▶ **Exercise**
Retype only what runs from the first line of the records to the line with "box: [390, 365, 608, 456]", inclusive, and no pictures.

▶ **Records shown**
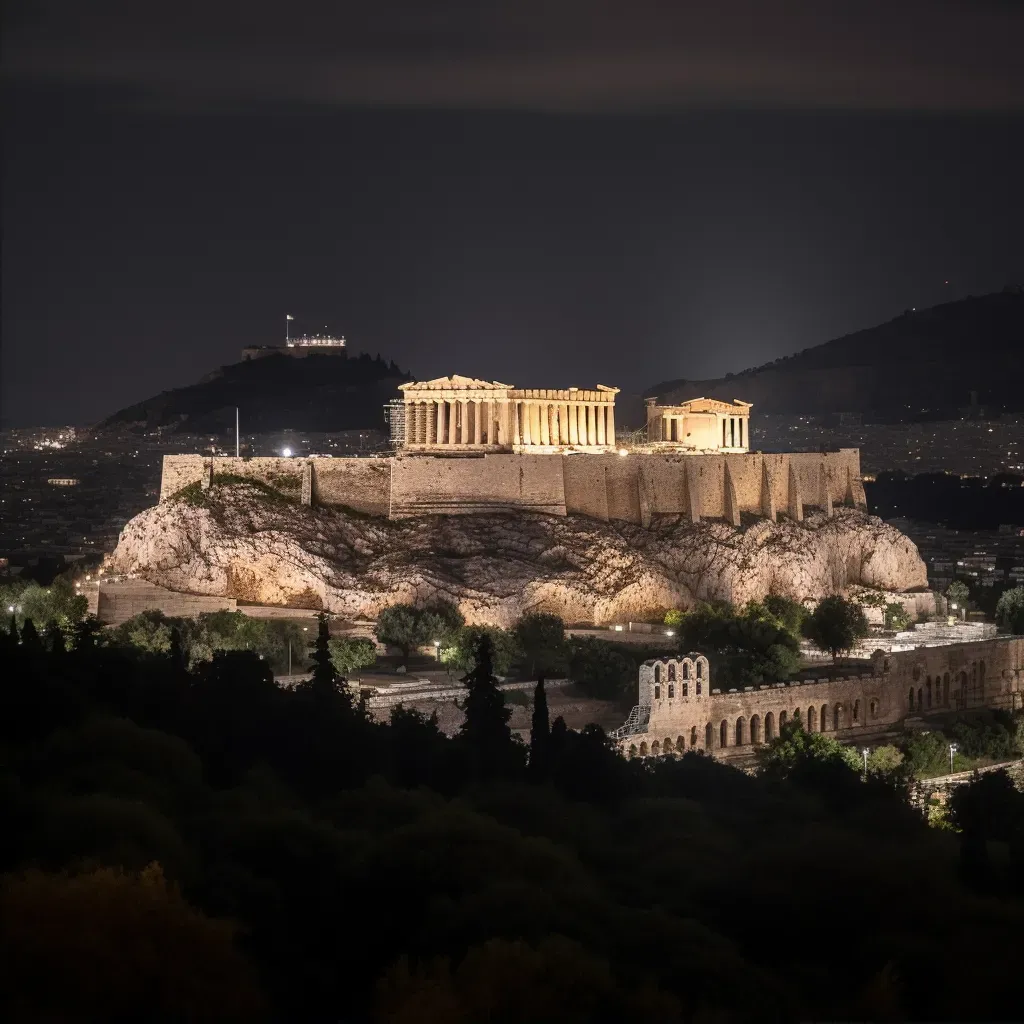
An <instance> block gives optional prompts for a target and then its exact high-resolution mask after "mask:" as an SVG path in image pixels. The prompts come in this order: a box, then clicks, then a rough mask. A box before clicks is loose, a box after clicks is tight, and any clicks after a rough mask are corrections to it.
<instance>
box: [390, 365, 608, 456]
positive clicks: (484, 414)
mask: <svg viewBox="0 0 1024 1024" xmlns="http://www.w3.org/2000/svg"><path fill="white" fill-rule="evenodd" d="M399 388H400V390H401V392H402V400H403V403H404V414H406V423H404V426H406V431H404V434H406V436H404V447H407V449H411V450H413V451H416V450H420V451H423V450H437V449H440V450H444V451H450V450H453V449H456V450H467V449H468V450H473V449H479V450H495V449H504V450H508V449H512V450H521V449H528V450H530V451H537V450H539V449H540V450H544V449H548V450H551V449H584V450H594V451H604V450H608V449H613V447H614V444H615V395H616V394H617V393H618V388H613V387H605V386H604V385H603V384H598V385H597V387H596V388H595V389H594V390H585V389H583V388H574V387H571V388H528V389H519V388H513V387H512V386H511V385H509V384H502V383H500V382H498V381H481V380H474V379H473V378H471V377H460V376H458V375H454V376H452V377H438V378H437V379H436V380H432V381H415V382H410V383H408V384H401V385H399Z"/></svg>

▶ **Solution to this task**
An <instance> block gives optional prompts for a target and then its exact high-resolution mask after "mask:" as an SVG path in image pixels. The prompts come in this order: a box, then clicks, then a rough mask. A box before clicks is loose, a box after clicks is tight, and any clicks after a rough mask are corrections to it.
<instance>
box: [390, 365, 608, 456]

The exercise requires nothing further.